==== EXERCISE DATA

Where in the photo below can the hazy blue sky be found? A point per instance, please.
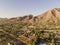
(13, 8)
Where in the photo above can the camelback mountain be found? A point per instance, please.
(31, 30)
(48, 16)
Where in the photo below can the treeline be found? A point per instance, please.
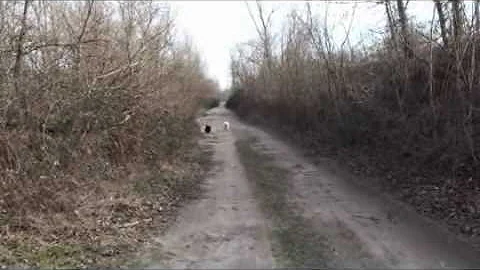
(89, 92)
(412, 98)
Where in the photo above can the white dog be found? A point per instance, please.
(226, 125)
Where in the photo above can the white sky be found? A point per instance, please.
(216, 27)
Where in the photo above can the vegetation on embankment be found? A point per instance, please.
(97, 136)
(404, 109)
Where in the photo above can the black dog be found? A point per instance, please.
(208, 128)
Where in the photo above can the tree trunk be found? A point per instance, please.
(18, 65)
(391, 24)
(457, 24)
(402, 14)
(442, 20)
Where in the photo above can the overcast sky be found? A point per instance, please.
(217, 26)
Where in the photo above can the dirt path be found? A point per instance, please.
(266, 206)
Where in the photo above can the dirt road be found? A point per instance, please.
(265, 206)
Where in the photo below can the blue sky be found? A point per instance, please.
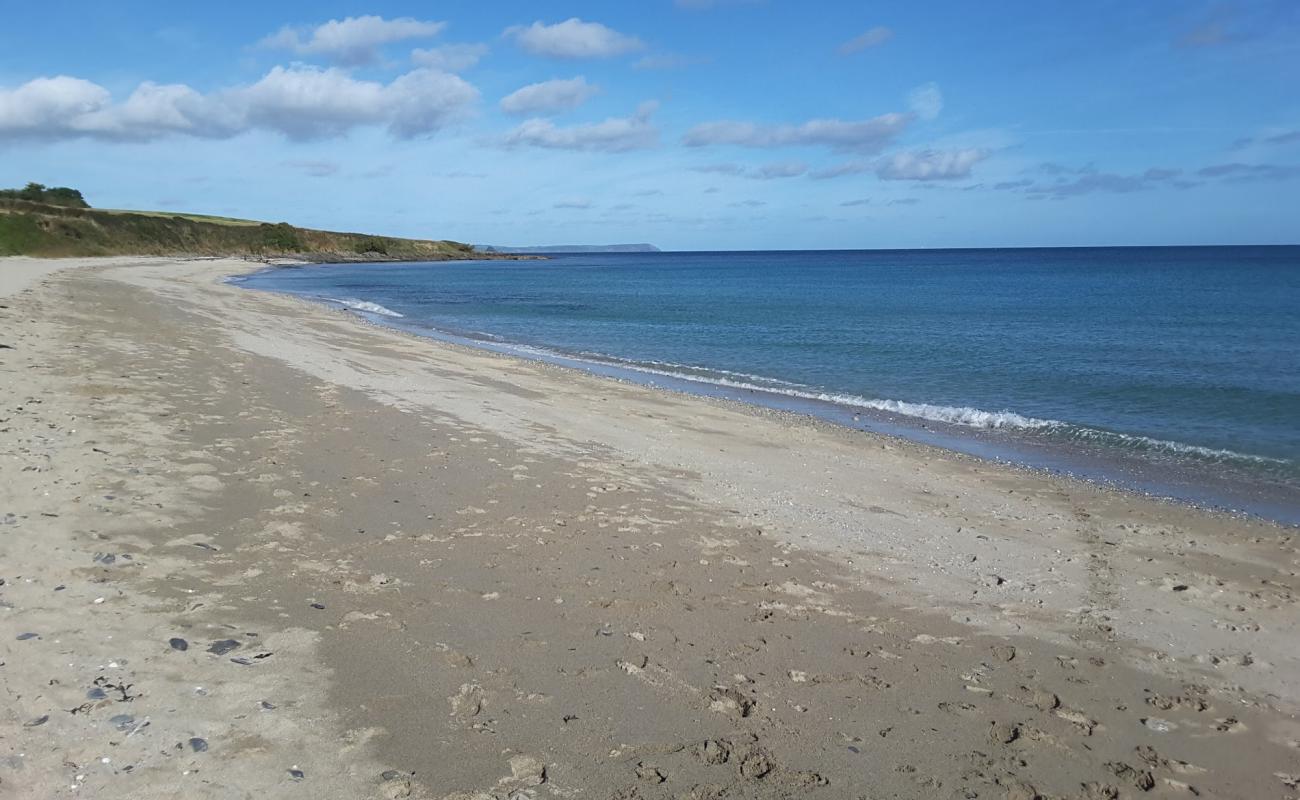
(690, 124)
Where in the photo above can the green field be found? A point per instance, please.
(59, 223)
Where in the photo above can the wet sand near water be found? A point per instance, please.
(251, 546)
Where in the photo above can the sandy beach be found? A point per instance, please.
(258, 548)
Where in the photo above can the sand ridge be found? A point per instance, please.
(459, 575)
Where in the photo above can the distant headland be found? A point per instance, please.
(557, 249)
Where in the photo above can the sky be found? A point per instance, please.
(688, 124)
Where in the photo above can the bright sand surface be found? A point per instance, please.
(256, 548)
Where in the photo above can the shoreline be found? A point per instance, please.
(1205, 487)
(488, 576)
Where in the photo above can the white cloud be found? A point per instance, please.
(299, 102)
(549, 96)
(316, 169)
(354, 39)
(866, 135)
(784, 169)
(872, 38)
(930, 164)
(573, 39)
(450, 57)
(926, 100)
(616, 134)
(839, 171)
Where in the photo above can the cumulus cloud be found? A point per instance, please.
(926, 100)
(299, 102)
(450, 57)
(875, 37)
(549, 96)
(306, 103)
(572, 39)
(351, 40)
(64, 107)
(930, 164)
(616, 134)
(866, 135)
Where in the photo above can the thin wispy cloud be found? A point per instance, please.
(351, 40)
(573, 39)
(615, 134)
(1243, 173)
(865, 135)
(450, 57)
(874, 37)
(549, 96)
(926, 102)
(316, 169)
(930, 164)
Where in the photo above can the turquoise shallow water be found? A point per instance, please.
(1171, 368)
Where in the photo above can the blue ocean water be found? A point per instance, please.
(1171, 368)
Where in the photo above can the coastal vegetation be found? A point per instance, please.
(57, 221)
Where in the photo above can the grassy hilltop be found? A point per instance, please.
(57, 221)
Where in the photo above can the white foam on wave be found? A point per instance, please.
(365, 306)
(965, 416)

========

Copy every one of the records above word for word, but leave the pictures out of your answer.

Where in the photo below can the hazy blue sky be found? A point per instance, please.
(13, 8)
Where in the photo above can the camelback mountain be found? A point per instance, please.
(31, 30)
(48, 16)
Where in the photo below can the treeline be found? A point per instance, please.
(89, 92)
(412, 98)
Where in the photo above can the white dog be found? A point per instance, please.
(226, 125)
Where in the photo above can the white sky be found? A point per instance, please.
(216, 27)
Where in the photo above can the vegetation on embankment be found? A point per instance, please.
(97, 136)
(404, 109)
Where in the photo above can the black dog be found? A point per instance, please.
(208, 128)
Where in the photo above can the tree trunk be found? A point per instance, please.
(18, 65)
(391, 24)
(457, 24)
(402, 14)
(442, 20)
Where in the photo above can the overcast sky be found? A point per instance, please.
(217, 26)
Where in the photo above can the dirt path be found? A point per instance, please.
(266, 206)
Where in the photo above can the dirt road be found? A point per instance, please.
(265, 206)
Where in the photo below can the blue sky be found? A point per instance, please.
(690, 124)
Where in the photo above can the green field be found? A point per instance, please.
(59, 223)
Where in the photo above can the wet sand near water be found? A point per instance, please.
(251, 546)
Where in the photo above can the sandy beach be found? A point per instance, please.
(258, 548)
Where in the photo above can the sand ridge be found? A point per instance, please.
(459, 575)
Where in the photo above can the distant headland be found? A point per instance, please.
(557, 249)
Where in the photo above can the sky be found? A point per instance, please.
(688, 124)
Where in the photo above can the bright sand surface be found? A point per instance, please.
(256, 548)
Where in the photo above can the shoreline be found? A point per instance, please.
(1205, 487)
(488, 576)
Where in the photo above can the white cloud be found? A point per instance, please.
(299, 102)
(549, 96)
(316, 169)
(354, 39)
(866, 135)
(784, 169)
(872, 38)
(930, 164)
(573, 39)
(450, 57)
(926, 100)
(616, 134)
(839, 171)
Where in the photo above can the cumulus cloud be found? A point per instance, please.
(926, 100)
(299, 102)
(450, 57)
(875, 37)
(549, 96)
(306, 103)
(572, 39)
(351, 40)
(64, 107)
(930, 164)
(616, 134)
(866, 135)
Where in the photo above can the thin wispy cloud be found? A point per instance, please.
(351, 40)
(573, 39)
(615, 134)
(1243, 173)
(865, 135)
(450, 57)
(874, 37)
(549, 96)
(926, 102)
(316, 169)
(930, 164)
Where in the photo above can the turquoise shallow water be found? A point per instance, please.
(1171, 368)
Where in the photo above can the blue ocean water be found? A point per instance, please.
(1171, 368)
Where in the photo above can the coastal vegetation be found? A point per instance, please.
(57, 221)
Where in the photo above can the grassy hilltop be found? A point per instance, please.
(57, 221)
Where in the photo above can the white foam on wave be found? A point per instance, please.
(365, 306)
(965, 416)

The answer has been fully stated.